### What to do
Can you reproduce, word for word, the passage of the Java character-handling excerpt below between "Of course, like" and "buffering, and so on.", inclusive?

* START Page excerpt *

At first glance, this program would appear to open a file, read it one character at a time, and exit when the first newline is read. However, in practice, what you get is junk output. And the reason you get junk is that readChar reads 16-bit Unicode characters and System.out.print prints out what it assumes are ISO Latin-1 8-bit characters. However, if you change the above program to use the readLine function of DataInputStream, it will appear to work because the code in readLine reads a format that is defined with a passing nod to the Unicode specification as "modified UTF-8." (UTF-8 is the format that Unicode specifies for representing Unicode characters in an 8-bit input stream.) So the situation in Java 1.0 is that Java strings are composed of 16-bit Unicode characters, but there is only one mapping that maps ISO Latin-1 characters into Unicode. Fortunately, Unicode defines code page "0" -- that is, the 256 characters whose upper 8 bits are all zero -- to correspond exactly to the ISO Latin-1 set. Thus, the mapping is pretty trivial, and as long as you are only using ISO Latin-1 character files, you won't have any problems when the data leaves a file, is manipulated by a Java class, and then rewritten to a file.

There were two problems with burying the input conversion code into these classes: Not all platforms stored their multilingual files in modified UTF-8 format; and certainly, the applications on these platforms didn't necessarily expect non-Latin characters in this form. Therefore, the implementation support was incomplete, and there was no easy way to add the needed support in a later release.

Java 1.1 and Unicode

The Java 1.1 release introduced an entirely new set of interfaces for handling characters, called Readers and Writers. I modified the class named bogus from above into a class named cool. The cool class uses an InputStreamReader class to process the file rather than the DataInputStream class. Note that InputStreamReader is a subclass of the new Reader class and the System.out is now a PrintWriter object, which is a subclass of the Writer class. The code for this example is shown below:

import java.io.*;
public class cool {
     public static void main(String args[]) {
          FileInputStream fis;
          InputStreamReader irs;
          char c;
          try {
              fis = new FileInputStream("data.txt");
              irs = new InputStreamReader(fis);
              System.out.println("Using encoding : "+irs.getEncoding());
              while (true) {
                  c = (char) irs.read();
                  System.out.print(c);
                  System.out.flush();
                  if (c == '\n') break;
              }
              fis.close();
          } catch (Exception e) { }
          System.exit(0);
    }
}

The primary difference between this example and the previous code listing is the use of the InputStreamReader class rather than the DataInputStream class. Another way in which this example is different from the previous one is that there is an additional line that prints out the encoding used by the InputStreamReader class.

The important point is that the existing code, once undocumented (and ostensibly unknowable) and embedded inside the implementation of the getChar method of the DataInputStream class, has been removed (actually its use is deprecated; it will be removed in a future release). In the 1.1 version of Java, the mechanism that performs the conversion is now encapsulated in the Reader class. This encapsulation provides a way for the Java class libraries to support many different external representations of non-Latin characters while always using Unicode internally.

Of course, like the original I/O subsystem design, there are symmetric counterparts to the reading classes that perform writing. The class OutputStreamWriter can be used to write strings to an output stream, the class BufferedWriter adds a layer of buffering, and so on.

Trading warts or real progress?

* END Page excerpt *
* START Information shown *

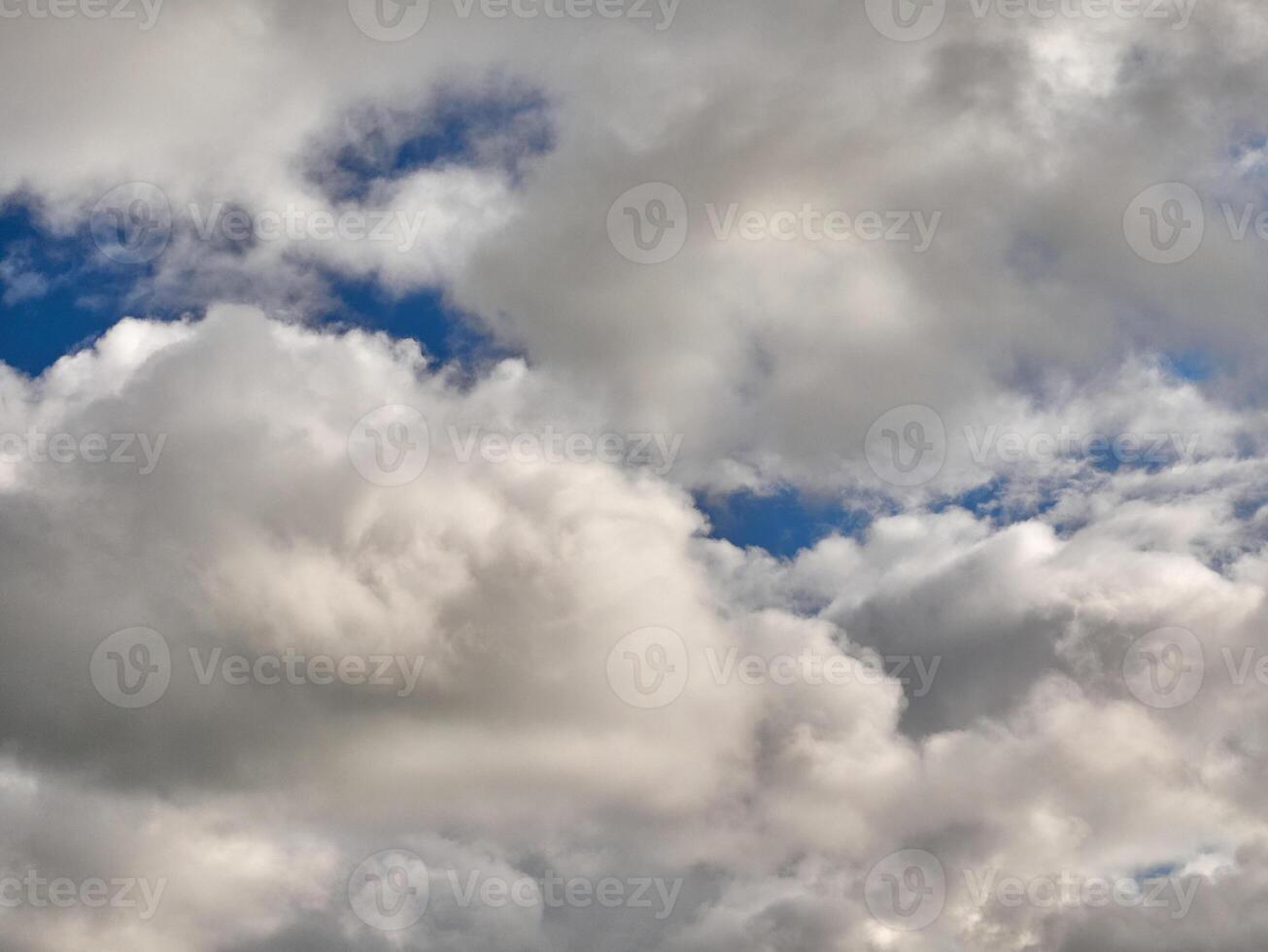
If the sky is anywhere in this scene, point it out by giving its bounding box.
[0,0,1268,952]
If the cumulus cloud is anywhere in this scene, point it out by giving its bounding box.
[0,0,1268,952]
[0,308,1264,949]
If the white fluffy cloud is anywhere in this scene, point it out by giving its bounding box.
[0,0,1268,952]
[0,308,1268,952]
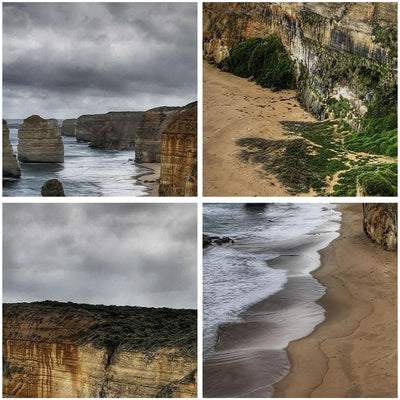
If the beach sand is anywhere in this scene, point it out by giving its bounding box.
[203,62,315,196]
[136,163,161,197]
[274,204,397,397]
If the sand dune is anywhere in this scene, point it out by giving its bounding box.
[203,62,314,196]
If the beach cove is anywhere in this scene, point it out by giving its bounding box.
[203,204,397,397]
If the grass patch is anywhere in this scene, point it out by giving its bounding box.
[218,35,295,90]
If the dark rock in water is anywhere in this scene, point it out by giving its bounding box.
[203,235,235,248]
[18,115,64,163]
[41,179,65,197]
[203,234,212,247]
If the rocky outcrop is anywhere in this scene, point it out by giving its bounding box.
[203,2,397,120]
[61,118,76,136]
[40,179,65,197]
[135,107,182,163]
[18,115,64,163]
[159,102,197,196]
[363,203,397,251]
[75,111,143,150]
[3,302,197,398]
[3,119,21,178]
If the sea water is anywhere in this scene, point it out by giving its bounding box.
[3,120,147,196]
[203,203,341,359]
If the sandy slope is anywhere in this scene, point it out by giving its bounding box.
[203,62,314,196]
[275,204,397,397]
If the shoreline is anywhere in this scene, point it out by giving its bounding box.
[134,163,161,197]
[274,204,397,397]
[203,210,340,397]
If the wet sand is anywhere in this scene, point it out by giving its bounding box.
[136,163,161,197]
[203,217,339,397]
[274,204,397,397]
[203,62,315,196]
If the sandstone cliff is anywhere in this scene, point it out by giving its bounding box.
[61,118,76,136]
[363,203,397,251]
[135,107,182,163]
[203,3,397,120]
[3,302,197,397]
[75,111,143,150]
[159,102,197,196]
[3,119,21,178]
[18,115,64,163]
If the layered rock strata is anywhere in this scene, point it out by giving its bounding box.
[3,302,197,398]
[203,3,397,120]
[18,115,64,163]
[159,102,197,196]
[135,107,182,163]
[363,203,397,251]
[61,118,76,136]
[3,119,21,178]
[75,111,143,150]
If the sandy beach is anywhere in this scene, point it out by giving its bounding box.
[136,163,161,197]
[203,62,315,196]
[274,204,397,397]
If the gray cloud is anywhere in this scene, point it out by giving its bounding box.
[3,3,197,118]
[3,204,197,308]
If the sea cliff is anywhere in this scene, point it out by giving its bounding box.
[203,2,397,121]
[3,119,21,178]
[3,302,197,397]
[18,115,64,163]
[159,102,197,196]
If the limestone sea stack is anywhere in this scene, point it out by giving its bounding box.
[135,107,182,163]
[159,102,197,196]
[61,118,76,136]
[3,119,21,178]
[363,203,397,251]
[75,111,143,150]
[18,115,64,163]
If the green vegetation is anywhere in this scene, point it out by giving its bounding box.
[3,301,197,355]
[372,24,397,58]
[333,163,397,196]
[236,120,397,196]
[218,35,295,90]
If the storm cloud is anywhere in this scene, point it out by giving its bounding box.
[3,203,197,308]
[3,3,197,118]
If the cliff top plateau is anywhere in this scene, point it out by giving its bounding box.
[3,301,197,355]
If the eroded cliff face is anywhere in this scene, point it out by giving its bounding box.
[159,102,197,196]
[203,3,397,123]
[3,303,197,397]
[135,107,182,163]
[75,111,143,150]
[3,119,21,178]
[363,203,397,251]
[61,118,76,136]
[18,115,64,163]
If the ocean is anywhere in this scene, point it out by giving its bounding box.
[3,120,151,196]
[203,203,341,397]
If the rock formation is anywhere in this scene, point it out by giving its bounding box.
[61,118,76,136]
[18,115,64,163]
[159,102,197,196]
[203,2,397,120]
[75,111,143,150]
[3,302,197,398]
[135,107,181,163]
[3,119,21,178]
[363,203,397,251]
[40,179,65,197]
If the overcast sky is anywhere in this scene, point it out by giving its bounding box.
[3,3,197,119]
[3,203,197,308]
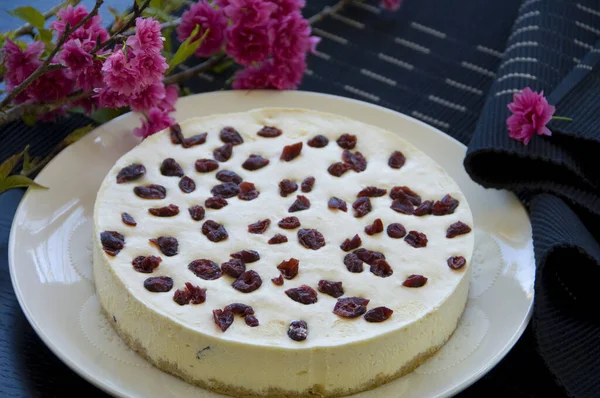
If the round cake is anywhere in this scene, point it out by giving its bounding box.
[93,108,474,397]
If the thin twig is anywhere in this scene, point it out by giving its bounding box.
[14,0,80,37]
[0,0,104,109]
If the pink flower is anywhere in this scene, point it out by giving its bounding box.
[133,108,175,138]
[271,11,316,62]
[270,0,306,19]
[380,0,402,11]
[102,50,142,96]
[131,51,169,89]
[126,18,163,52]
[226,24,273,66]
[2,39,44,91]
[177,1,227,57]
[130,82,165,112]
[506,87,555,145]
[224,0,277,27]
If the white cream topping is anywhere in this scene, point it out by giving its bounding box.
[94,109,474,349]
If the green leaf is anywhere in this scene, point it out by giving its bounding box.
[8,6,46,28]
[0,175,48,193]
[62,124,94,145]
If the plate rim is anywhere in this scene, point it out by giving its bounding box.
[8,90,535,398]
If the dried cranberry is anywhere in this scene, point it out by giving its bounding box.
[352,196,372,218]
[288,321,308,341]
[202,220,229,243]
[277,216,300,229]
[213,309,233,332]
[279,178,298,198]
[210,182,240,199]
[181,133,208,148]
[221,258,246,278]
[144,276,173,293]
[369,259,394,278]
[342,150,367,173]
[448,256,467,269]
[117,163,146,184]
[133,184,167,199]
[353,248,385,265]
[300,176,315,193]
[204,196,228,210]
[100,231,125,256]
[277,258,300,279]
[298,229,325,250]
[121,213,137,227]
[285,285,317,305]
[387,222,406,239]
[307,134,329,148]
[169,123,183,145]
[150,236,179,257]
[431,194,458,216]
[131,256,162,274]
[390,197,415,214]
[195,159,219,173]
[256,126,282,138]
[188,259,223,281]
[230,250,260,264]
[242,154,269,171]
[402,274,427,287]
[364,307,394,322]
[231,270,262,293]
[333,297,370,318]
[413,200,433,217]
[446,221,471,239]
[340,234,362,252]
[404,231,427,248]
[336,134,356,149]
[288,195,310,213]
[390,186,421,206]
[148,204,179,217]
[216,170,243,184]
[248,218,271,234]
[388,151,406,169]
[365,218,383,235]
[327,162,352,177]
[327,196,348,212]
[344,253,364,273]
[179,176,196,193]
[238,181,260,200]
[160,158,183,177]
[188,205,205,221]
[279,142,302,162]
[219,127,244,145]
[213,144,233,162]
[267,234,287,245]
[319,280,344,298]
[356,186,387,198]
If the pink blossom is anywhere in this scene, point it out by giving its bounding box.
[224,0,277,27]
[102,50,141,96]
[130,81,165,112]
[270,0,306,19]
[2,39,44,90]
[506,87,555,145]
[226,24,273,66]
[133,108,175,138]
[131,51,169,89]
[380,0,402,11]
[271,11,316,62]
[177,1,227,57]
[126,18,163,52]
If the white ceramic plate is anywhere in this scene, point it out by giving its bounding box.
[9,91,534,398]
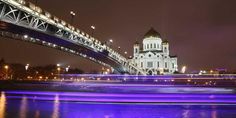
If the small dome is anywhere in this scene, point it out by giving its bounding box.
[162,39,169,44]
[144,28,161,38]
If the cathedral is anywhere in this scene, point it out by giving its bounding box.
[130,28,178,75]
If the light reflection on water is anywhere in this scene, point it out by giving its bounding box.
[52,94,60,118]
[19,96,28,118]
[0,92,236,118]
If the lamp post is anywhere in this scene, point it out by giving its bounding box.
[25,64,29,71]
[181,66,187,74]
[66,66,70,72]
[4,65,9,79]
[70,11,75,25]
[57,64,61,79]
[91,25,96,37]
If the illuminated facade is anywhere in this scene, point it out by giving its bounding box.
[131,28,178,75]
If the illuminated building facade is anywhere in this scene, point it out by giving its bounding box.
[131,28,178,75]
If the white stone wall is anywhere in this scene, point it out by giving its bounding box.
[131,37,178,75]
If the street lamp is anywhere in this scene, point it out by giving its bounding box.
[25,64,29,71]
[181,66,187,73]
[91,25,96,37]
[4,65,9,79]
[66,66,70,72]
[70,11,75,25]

* END Information shown *

### Answer
Of course, like the original I/O subsystem design, there are symmetric counterparts to the reading classes that perform writing. The class OutputStreamWriter can be used to write strings to an output stream, the class BufferedWriter adds a layer of buffering, and so on.